__Text block__.
┄┄┄┄┄┄┄┄┄┄

# Baiting minnow traps



## asago (Nov 11, 2008)

Got lots of minnows in my canal and I think the trout are keyed in on them - too small to throw a cast net on, - what's the best bait for a minnow trap? Seems like they are not interested in anything I put in there.


----------



## bamasam (Sep 27, 2007)

stupid as it sounds -corn bread


----------



## asago (Nov 11, 2008)

doesn't sound stupid at all...everything loves cornbread! I'll give it a shot!


----------



## lastcast (Oct 12, 2007)

Tie a piece of fatty chicken back in the middle of the trap (so the chicken wont float to the top). Brings em in, always worked great for me.



Skip


----------



## BananaTom (Feb 16, 2008)

*I have used just bread.*


----------



## Tuna Man (Oct 2, 2007)

also along with corn bread/bread....oatmeal.


----------



## bonita dan (Oct 3, 2007)

Yep cornbread. But first ya have to take a bite out of the cornbread before placing it into the trap. Just a luck kind of thing,go head,call me superstitious.

┄┄┄┄┄┄┄┄┄┄

__Recorded data__.
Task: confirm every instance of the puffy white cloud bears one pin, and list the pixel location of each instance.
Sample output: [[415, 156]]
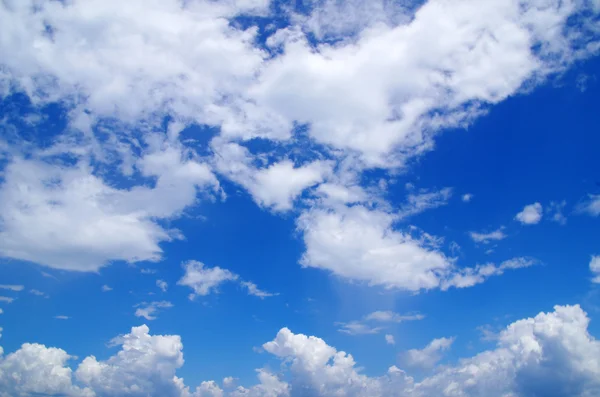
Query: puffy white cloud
[[595, 268], [556, 211], [531, 214], [68, 218], [15, 288], [590, 206], [551, 354], [389, 316], [145, 365], [37, 370], [162, 285], [429, 356], [424, 200], [485, 238], [275, 186], [389, 339], [359, 243], [148, 310]]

┄┄┄┄┄┄┄┄┄┄

__What to do__.
1. In the minnow trap thread, what does lastcast recommend tying in the middle of the trap?
2. Edit the part of the minnow trap thread from "Got lots of" to "(Sep 27, 2007)" so that "dip net" replaces "cast net".

__The responses__.
1. A piece of fatty chicken back.

2.
Got lots of minnows in my canal and I think the trout are keyed in on them - too small to throw a dip net on, - what's the best bait for a minnow trap? Seems like they are not interested in anything I put in there.


----------



## bamasam (Sep 27, 2007)